The 1992–95 war in Bosnia and Herzegovina was ended with the help of participation by the United States in brokering the 1995 Dayton Agreement. The United States maintains command of the NATO headquarters in Sarajevo. The United States has donated hundreds of millions of dollars to help with infrastructure, humanitarian aid, economic development, and military reconstruction in Bosnia and Herzegovina. The U.S. Agency for International Development (USAID) and Support for Eastern European Democracies (SEED) has played a large role in post-war Bosnia and Herzegovina, including programs in economic development and reform, democratic reform (media, elections), infrastructure development, and training programs for Bosnian professionals, among others. Additionally, there are many non-governmental organizations (NGOs) that have likewise played significant roles in the reconstruction.

According to the 2012 U.S. Global Leadership Report, 33% of Bosnia's people approve of U.S. leadership, with 49% disapproving and 18% uncertain.

● **WORK ITEM**
Copy the passage on U.S. involvement in Bosnia and Herzegovina between "The 1992–95 war" and "in the reconstruction.", inclusive.

Stored data entries
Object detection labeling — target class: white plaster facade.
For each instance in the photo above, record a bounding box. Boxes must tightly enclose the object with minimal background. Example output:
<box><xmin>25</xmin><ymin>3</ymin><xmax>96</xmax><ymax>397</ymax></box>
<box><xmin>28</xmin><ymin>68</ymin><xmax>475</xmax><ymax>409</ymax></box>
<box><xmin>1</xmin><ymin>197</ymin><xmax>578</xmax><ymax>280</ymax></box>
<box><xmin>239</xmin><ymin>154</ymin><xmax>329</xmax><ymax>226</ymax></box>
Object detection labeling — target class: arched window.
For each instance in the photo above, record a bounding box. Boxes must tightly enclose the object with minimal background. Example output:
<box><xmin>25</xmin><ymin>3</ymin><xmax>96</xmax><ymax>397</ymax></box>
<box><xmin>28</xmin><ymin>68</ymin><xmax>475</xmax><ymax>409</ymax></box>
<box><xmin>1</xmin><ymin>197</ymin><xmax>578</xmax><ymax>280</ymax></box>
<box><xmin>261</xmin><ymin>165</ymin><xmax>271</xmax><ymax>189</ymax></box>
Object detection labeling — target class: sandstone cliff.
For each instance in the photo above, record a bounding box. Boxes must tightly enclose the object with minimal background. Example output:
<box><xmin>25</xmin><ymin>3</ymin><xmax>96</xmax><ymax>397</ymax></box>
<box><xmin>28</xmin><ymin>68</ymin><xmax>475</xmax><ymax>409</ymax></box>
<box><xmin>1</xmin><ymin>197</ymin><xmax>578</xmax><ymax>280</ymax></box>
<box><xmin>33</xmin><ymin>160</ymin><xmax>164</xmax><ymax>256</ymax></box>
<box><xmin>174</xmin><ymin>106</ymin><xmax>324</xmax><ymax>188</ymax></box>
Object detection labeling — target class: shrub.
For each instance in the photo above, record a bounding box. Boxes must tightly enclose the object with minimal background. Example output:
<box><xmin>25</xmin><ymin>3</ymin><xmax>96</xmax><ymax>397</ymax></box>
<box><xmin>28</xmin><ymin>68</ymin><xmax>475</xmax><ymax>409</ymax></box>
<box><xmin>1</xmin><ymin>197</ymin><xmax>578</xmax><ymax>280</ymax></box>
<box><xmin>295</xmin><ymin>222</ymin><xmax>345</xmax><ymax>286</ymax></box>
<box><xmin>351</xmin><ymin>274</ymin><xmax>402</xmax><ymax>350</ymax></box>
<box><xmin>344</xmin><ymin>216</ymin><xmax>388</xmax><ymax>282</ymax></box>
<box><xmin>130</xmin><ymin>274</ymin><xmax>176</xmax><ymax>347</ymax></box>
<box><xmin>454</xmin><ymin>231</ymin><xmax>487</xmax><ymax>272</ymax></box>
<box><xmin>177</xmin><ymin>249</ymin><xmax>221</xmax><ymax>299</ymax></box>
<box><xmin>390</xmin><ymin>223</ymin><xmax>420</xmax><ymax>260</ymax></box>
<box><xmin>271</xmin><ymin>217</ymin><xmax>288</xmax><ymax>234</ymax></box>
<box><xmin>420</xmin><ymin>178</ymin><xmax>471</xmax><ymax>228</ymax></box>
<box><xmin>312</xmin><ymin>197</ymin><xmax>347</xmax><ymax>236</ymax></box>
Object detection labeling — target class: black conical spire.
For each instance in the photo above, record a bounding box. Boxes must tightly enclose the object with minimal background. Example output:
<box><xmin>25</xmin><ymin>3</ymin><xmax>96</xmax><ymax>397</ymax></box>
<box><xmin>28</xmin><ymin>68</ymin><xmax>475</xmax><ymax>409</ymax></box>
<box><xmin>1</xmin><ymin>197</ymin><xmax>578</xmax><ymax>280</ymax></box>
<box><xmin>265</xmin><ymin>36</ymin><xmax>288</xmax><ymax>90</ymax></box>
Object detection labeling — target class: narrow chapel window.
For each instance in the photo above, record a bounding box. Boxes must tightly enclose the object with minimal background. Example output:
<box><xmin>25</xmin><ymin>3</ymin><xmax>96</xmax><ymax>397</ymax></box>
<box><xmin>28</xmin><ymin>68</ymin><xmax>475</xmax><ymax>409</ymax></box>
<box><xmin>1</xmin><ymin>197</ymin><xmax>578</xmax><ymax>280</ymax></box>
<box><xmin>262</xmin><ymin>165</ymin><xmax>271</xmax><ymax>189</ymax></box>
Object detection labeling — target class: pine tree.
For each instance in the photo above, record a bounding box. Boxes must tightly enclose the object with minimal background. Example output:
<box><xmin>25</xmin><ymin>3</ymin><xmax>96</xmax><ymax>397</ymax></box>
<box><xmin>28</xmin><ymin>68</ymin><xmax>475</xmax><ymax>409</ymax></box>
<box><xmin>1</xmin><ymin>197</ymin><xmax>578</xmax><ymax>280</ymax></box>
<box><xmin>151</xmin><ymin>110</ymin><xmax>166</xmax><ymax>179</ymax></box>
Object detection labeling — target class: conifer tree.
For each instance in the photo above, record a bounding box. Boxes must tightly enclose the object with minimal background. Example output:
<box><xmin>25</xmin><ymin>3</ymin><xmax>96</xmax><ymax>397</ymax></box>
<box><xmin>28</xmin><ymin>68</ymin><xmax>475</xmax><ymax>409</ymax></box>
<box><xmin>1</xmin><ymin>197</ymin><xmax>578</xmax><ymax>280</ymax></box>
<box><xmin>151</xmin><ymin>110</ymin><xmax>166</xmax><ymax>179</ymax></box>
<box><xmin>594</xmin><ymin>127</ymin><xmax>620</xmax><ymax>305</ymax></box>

● **RESPONSE BELOW**
The 1992–95 war in Bosnia and Herzegovina was ended with the help of participation by the United States in brokering the 1995 Dayton Agreement. The United States maintains command of the NATO headquarters in Sarajevo. The United States has donated hundreds of millions of dollars to help with infrastructure, humanitarian aid, economic development, and military reconstruction in Bosnia and Herzegovina. The U.S. Agency for International Development (USAID) and Support for Eastern European Democracies (SEED) has played a large role in post-war Bosnia and Herzegovina, including programs in economic development and reform, democratic reform (media, elections), infrastructure development, and training programs for Bosnian professionals, among others. Additionally, there are many non-governmental organizations (NGOs) that have likewise played significant roles in the reconstruction.